- Opening Delimiter -

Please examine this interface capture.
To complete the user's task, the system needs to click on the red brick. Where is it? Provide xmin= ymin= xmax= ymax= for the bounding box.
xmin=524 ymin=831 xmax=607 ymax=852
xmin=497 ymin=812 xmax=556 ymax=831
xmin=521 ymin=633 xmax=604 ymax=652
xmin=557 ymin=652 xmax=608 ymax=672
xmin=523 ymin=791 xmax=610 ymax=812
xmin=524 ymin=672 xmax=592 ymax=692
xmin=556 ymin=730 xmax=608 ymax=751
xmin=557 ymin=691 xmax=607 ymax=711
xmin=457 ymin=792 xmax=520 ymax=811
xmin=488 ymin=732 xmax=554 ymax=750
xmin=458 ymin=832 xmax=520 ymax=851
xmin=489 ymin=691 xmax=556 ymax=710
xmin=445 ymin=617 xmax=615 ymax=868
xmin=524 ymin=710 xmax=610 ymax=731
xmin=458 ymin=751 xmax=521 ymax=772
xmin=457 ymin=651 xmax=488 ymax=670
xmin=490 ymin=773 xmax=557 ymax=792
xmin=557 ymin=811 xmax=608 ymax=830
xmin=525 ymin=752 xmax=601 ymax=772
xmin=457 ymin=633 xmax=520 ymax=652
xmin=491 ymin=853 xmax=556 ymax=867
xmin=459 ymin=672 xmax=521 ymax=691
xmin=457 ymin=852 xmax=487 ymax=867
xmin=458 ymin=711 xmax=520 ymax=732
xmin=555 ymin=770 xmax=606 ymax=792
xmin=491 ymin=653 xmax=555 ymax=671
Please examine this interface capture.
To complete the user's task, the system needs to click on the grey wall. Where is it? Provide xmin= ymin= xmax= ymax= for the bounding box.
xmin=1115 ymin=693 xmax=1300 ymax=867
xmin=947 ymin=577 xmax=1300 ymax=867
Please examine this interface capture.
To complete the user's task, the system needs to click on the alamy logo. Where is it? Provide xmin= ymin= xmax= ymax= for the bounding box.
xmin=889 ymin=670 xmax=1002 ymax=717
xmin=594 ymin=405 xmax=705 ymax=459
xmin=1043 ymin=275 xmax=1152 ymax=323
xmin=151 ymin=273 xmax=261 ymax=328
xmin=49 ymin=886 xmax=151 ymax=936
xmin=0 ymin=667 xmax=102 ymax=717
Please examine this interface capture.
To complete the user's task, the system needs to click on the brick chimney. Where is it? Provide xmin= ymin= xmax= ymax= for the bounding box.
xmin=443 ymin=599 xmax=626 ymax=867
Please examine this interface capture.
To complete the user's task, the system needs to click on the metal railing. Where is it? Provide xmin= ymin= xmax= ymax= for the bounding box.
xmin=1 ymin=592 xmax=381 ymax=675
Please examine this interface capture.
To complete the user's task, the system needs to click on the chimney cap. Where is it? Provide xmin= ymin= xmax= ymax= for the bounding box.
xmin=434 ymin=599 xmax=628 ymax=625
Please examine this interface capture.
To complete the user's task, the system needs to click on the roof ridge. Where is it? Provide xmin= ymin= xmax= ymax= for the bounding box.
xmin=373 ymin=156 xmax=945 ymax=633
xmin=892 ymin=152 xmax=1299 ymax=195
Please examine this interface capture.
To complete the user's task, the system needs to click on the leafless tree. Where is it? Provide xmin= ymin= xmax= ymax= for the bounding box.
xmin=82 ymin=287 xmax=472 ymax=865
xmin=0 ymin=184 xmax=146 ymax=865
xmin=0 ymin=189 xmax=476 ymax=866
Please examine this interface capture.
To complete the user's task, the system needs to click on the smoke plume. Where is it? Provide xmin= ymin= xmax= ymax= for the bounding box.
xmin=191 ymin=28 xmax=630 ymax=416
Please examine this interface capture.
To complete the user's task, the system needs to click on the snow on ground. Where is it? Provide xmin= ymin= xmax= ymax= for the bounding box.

- Closing Delimiter -

Activity:
Set down each entry exactly as it appears above.

Result for this exercise:
Please examine this interface capture.
To complete the user's task, the system needs to click on the red brick. Where is it? Provide xmin= ymin= xmax= ymax= for the bounding box.
xmin=524 ymin=831 xmax=607 ymax=852
xmin=497 ymin=812 xmax=556 ymax=831
xmin=521 ymin=633 xmax=604 ymax=652
xmin=557 ymin=652 xmax=608 ymax=672
xmin=523 ymin=791 xmax=610 ymax=812
xmin=524 ymin=672 xmax=592 ymax=692
xmin=556 ymin=730 xmax=608 ymax=751
xmin=557 ymin=691 xmax=607 ymax=711
xmin=457 ymin=792 xmax=520 ymax=811
xmin=488 ymin=732 xmax=554 ymax=750
xmin=458 ymin=832 xmax=520 ymax=851
xmin=489 ymin=691 xmax=556 ymax=710
xmin=445 ymin=617 xmax=615 ymax=868
xmin=524 ymin=710 xmax=610 ymax=731
xmin=458 ymin=751 xmax=521 ymax=772
xmin=457 ymin=651 xmax=488 ymax=670
xmin=490 ymin=773 xmax=557 ymax=792
xmin=557 ymin=811 xmax=608 ymax=830
xmin=525 ymin=752 xmax=601 ymax=772
xmin=457 ymin=633 xmax=520 ymax=652
xmin=491 ymin=853 xmax=556 ymax=867
xmin=459 ymin=672 xmax=521 ymax=691
xmin=457 ymin=852 xmax=487 ymax=867
xmin=458 ymin=711 xmax=520 ymax=732
xmin=555 ymin=770 xmax=606 ymax=792
xmin=491 ymin=653 xmax=555 ymax=671
Please examine this interface capture.
To complete the user's task, the system needs to click on the grey wall. Where is it? Provide xmin= ymin= xmax= ymax= for the bounding box.
xmin=1115 ymin=693 xmax=1300 ymax=867
xmin=947 ymin=577 xmax=1300 ymax=867
Please examine this interface capture.
To complete the user's task, the system needs to click on the alamy logo. Where is it? Provide xmin= ymin= xmax= ymax= for the bounding box.
xmin=889 ymin=670 xmax=1002 ymax=717
xmin=594 ymin=405 xmax=705 ymax=459
xmin=1043 ymin=275 xmax=1152 ymax=323
xmin=151 ymin=273 xmax=261 ymax=328
xmin=49 ymin=886 xmax=151 ymax=936
xmin=0 ymin=667 xmax=102 ymax=717
Please examine this interface capture.
To complete the user's task, the system needs to click on the brick chimney. Where is it? Provide xmin= ymin= xmax= ymax= for the bounding box.
xmin=443 ymin=599 xmax=626 ymax=867
Please examine this interface capture.
To complete the user's task, the system needs to click on the metal railing. Where is it? Provide xmin= ymin= xmax= ymax= for the bounding box.
xmin=1 ymin=592 xmax=381 ymax=675
Please examine this interface capture.
To complete the user's task, the system needs to click on the chimney cap. Where is it? Provide xmin= ymin= xmax= ymax= for the bounding box.
xmin=434 ymin=599 xmax=628 ymax=625
Please examine this interface capture.
To complete the user's task, the system needs to click on the roof ridge. Where is it? Provide xmin= ymin= xmax= ymax= for the bounding box.
xmin=373 ymin=156 xmax=945 ymax=633
xmin=892 ymin=152 xmax=1299 ymax=195
Please examine this interface capture.
To complete the user's task, the system needs to click on the leafless tree. Where is it? Provide xmin= ymin= xmax= ymax= for the bounding box.
xmin=82 ymin=287 xmax=472 ymax=865
xmin=0 ymin=184 xmax=146 ymax=865
xmin=0 ymin=189 xmax=476 ymax=866
Please examine this interface capture.
To complete the user's task, the system needs to click on the smoke plume. Where is it? Provide xmin= ymin= xmax= ymax= for the bounding box.
xmin=191 ymin=28 xmax=630 ymax=416
Please examine this interface capture.
To complete the user's task, the system needs to click on the snow on ground. Where is it? Provide xmin= ymin= xmax= ymax= for the bounding box.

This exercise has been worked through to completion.